WHAT YOU HAVE TO DO: Copy out the records again. Change nothing.
(PROVIDED RECORDS)
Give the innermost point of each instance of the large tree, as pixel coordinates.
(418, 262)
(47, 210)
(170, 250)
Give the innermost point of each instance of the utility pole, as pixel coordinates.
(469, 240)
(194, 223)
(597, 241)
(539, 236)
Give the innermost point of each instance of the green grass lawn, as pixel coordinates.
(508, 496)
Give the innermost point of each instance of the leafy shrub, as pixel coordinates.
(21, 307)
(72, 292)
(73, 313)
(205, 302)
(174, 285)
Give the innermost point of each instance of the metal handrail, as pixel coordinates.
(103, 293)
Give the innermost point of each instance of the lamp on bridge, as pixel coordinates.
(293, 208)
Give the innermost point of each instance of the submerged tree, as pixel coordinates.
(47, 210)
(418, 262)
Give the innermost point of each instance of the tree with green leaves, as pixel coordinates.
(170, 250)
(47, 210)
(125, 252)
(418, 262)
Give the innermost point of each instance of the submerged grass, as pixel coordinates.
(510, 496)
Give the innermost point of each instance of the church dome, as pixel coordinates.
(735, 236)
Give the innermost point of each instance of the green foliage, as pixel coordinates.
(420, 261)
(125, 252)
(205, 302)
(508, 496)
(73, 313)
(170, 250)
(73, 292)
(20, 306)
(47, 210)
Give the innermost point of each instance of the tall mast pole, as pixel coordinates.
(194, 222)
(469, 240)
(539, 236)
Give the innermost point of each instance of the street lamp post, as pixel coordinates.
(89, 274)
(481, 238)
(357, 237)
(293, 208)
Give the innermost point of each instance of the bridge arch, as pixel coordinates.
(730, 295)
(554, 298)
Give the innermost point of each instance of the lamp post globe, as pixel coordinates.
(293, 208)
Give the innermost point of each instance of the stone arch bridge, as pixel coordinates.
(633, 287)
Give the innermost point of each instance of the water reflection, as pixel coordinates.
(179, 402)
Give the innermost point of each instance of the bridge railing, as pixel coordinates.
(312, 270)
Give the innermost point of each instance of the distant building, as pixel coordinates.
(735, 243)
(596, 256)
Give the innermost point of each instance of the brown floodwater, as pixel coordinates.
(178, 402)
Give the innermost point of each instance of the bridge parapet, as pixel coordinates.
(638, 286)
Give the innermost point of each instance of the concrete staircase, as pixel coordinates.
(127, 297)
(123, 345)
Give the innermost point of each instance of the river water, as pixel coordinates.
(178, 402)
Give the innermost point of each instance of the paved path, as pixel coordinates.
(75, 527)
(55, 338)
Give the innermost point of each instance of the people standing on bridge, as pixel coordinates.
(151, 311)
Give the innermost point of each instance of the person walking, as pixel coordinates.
(End PROVIDED RECORDS)
EXERCISE SOLUTION:
Give the innermost point of each instance of the large tree, as pixel coordinates.
(418, 262)
(47, 210)
(170, 250)
Give the innermost point of each instance of the utility pole, as pixel coordinates.
(469, 240)
(194, 223)
(597, 241)
(539, 236)
Give the innermost point of each instance of the green grass lawn, as pixel coordinates.
(508, 496)
Give the innermost point of each instance of the leafy shrub, as pixel coordinates.
(21, 307)
(72, 292)
(73, 313)
(205, 302)
(174, 285)
Give the innermost point of each instance of the metal handrail, as pixel coordinates.
(103, 293)
Give the innermost point of each instance of the lamp on bridge, as pixel coordinates.
(293, 208)
Give the innermost point of each instance of the submerged tree, as pixel coordinates.
(47, 210)
(418, 262)
Give the innermost point of each instance of the tree with green leaves, as pixel coordinates.
(170, 250)
(47, 210)
(125, 252)
(418, 262)
Give the innermost point of each instance of the submerged grass, as pixel coordinates.
(510, 496)
Give the innermost point of each instance of the church dome, as pixel coordinates.
(735, 236)
Give the innermost point of each instance of the green foliage, as pixel coordinates.
(420, 261)
(125, 252)
(205, 302)
(508, 496)
(73, 313)
(170, 250)
(73, 292)
(20, 306)
(47, 210)
Give the innermost point of each instance of the tall mast pole, as pixel coordinates.
(194, 222)
(469, 240)
(539, 236)
Give the innermost point of each instance of the street lamp post, as pixel coordinates.
(89, 274)
(481, 238)
(357, 237)
(293, 208)
Give the innermost point of each instance of the bridge arch, as pixel coordinates.
(730, 295)
(554, 298)
Give the innermost point of each instance of the lamp post globe, as pixel coordinates.
(293, 208)
Give the innermost point of each instance of the stone arch bridge, as pixel coordinates.
(633, 287)
Give the innermost point of each instance of the water reflection, as pixel coordinates.
(179, 402)
Give the innermost point of each instance of the bridge railing, as pixel coordinates.
(312, 270)
Give the innermost point of each instance of the distant building, as pixel coordinates.
(735, 243)
(596, 256)
Give the innermost point of each instance of the brown floodwater, as pixel coordinates.
(178, 402)
Give the innermost point of each instance of the bridge parapet, as pixel coordinates.
(638, 286)
Give the innermost point of each instance of the concrete staircase, as pixel coordinates.
(127, 297)
(123, 345)
Give the innermost point of each instance of the river water, as pixel coordinates.
(178, 402)
Give the innermost point of each instance of the paved path, as pixel coordinates.
(75, 527)
(55, 338)
Give the innermost point of each instance of the people standing on bridge, as pixel coordinates.
(151, 311)
Give the innermost point of each instance of the person walking, as pixel coordinates.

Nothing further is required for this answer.